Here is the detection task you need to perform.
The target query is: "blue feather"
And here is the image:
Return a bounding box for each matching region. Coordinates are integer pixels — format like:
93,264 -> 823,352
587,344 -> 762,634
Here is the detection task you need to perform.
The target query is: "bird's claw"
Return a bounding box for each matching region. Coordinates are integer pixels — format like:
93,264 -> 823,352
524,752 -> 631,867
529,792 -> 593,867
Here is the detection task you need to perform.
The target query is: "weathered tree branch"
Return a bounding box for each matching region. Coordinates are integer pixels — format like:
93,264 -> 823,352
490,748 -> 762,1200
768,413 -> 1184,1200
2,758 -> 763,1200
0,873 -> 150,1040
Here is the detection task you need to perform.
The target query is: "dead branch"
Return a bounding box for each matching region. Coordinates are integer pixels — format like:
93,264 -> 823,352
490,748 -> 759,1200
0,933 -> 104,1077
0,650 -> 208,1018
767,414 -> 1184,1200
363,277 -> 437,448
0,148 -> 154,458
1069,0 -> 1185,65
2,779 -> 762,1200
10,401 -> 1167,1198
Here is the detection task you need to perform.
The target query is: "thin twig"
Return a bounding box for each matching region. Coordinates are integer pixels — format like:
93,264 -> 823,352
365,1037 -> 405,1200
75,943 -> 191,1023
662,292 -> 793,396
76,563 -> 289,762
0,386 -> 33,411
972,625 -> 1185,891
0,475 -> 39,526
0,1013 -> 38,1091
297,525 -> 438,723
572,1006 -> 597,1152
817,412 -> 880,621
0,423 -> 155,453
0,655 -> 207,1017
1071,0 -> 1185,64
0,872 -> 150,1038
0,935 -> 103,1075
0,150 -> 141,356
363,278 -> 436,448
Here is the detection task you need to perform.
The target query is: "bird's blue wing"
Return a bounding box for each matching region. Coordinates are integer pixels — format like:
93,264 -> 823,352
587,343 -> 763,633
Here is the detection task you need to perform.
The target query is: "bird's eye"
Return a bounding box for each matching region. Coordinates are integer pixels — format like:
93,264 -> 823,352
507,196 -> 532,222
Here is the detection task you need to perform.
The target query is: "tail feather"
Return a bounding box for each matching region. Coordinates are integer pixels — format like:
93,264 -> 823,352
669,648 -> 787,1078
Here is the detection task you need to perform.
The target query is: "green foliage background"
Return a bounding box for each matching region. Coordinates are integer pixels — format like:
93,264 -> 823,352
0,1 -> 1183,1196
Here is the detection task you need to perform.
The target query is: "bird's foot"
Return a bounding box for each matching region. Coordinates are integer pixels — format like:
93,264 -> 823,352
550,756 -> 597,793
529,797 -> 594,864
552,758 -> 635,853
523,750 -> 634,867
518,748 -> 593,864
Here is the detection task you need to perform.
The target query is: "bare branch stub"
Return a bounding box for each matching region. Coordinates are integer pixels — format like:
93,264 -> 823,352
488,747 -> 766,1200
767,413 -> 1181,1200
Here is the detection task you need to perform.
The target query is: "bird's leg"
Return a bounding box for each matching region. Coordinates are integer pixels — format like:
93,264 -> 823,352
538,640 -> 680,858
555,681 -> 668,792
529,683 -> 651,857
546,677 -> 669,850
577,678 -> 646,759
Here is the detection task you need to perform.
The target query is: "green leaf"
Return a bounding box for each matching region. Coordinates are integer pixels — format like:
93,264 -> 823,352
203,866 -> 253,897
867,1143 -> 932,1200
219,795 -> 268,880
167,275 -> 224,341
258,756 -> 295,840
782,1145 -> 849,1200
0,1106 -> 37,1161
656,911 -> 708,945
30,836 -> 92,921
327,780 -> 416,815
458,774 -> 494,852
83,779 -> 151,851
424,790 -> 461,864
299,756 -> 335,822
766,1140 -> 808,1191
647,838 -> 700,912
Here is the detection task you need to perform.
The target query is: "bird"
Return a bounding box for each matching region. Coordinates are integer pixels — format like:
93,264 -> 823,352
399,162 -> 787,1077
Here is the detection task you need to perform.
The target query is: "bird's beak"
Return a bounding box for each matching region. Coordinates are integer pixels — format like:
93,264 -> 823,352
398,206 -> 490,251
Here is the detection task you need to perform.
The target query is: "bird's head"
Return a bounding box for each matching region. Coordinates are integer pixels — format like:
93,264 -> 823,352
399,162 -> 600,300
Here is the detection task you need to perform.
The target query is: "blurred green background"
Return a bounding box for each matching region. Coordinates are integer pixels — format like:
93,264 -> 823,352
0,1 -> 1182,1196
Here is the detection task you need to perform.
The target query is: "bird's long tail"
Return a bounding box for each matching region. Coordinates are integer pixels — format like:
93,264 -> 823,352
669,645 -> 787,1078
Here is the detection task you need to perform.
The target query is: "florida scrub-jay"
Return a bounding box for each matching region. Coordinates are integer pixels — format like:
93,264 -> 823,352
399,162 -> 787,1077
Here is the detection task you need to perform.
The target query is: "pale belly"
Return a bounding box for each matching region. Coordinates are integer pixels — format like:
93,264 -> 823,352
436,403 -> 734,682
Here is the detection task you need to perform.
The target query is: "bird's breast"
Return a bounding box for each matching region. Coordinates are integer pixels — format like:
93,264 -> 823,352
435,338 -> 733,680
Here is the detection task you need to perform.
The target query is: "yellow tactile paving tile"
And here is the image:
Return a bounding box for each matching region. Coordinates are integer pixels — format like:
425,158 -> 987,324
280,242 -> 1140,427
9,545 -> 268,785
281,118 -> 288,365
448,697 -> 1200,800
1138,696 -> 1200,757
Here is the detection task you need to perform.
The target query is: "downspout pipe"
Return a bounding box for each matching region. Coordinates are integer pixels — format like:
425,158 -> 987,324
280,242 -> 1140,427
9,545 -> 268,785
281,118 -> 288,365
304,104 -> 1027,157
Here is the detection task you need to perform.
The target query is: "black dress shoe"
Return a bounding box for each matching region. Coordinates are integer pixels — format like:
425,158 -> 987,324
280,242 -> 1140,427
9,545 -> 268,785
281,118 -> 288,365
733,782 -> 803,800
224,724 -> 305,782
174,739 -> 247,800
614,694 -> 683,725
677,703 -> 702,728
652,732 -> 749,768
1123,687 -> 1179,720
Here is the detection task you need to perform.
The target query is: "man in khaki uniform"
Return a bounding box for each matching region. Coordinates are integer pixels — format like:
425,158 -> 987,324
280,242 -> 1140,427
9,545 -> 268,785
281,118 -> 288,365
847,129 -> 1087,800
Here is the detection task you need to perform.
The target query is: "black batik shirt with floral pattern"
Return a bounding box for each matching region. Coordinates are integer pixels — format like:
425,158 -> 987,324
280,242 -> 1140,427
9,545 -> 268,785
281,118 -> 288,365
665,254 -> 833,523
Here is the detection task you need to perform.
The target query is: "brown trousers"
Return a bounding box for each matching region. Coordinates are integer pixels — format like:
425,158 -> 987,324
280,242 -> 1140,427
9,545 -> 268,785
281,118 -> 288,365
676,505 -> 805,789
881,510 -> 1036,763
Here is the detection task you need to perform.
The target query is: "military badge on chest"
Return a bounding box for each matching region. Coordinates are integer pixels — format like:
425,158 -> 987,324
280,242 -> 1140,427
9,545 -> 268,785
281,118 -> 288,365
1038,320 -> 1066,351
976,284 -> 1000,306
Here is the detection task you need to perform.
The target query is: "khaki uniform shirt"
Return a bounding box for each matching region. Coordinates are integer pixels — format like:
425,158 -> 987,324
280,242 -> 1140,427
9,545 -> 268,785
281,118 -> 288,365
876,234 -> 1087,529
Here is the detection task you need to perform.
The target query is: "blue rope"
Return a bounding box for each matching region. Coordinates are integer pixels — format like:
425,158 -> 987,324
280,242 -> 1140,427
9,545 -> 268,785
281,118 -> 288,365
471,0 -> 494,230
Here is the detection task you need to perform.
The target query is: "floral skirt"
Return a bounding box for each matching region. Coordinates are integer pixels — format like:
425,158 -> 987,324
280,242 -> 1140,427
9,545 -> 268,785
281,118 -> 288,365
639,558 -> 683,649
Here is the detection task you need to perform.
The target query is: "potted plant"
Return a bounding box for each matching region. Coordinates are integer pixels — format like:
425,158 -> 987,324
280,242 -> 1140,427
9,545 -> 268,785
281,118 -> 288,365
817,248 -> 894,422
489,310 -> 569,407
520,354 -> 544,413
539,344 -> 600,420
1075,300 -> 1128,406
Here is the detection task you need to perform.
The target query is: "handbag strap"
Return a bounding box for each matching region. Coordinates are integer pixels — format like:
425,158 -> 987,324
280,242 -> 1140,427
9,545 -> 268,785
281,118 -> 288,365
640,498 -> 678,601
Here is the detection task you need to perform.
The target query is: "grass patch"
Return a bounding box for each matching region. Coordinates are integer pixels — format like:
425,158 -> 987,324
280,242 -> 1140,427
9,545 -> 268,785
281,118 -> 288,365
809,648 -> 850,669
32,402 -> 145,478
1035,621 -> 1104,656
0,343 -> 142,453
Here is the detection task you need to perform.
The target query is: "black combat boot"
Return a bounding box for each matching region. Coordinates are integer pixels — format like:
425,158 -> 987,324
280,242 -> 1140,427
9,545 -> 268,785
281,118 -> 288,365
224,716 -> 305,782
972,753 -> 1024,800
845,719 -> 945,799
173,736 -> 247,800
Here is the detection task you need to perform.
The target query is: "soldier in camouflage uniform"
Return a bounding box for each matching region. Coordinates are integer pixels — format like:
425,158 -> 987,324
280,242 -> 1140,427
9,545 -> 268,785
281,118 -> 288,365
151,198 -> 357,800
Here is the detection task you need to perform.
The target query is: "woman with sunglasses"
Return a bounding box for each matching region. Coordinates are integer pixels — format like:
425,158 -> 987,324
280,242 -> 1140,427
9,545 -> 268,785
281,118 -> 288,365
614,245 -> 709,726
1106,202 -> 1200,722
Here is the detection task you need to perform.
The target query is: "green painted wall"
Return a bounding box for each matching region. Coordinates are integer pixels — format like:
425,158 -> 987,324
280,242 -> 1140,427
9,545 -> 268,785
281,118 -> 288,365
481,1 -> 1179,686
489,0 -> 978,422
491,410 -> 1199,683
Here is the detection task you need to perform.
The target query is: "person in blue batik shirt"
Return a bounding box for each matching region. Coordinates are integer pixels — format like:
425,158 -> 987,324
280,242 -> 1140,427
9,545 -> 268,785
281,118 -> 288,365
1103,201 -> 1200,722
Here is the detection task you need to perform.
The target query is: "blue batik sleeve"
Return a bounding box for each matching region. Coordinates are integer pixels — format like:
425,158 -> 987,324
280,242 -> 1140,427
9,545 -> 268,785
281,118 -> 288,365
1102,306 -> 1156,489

----

> [Task details] Copy down every line of the material above that includes the string "feather".

> [Exercise answer]
The target query is: "blue feather"
The target query is: "tail feather"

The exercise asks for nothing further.